TASK OBJECTIVE
Put the lines of the items below into a Markdown table with the columns No. and Line, numbering each row and omitting blank lines and pictures.

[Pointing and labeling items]
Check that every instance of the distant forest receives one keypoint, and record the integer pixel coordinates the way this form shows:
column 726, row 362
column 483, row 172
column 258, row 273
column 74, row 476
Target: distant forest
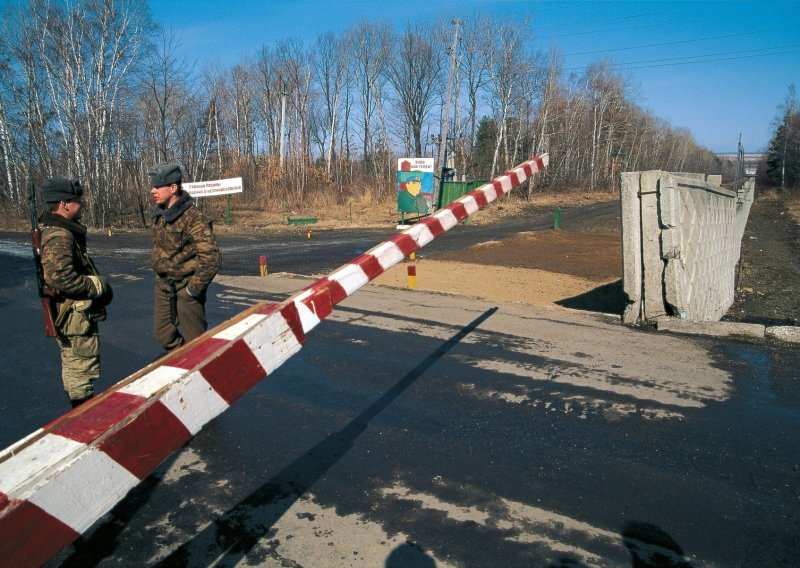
column 96, row 90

OUTPUT OF THE TASK
| No. | Line |
|---|---|
| 1 | Check that every instance of the distant forest receives one keypoint, and record the integer pixel coordinates the way this form shows: |
| 2 | column 726, row 362 |
| 3 | column 483, row 172 |
| 4 | column 258, row 273 |
| 5 | column 74, row 476 |
| 6 | Target: distant forest |
| 7 | column 96, row 90 |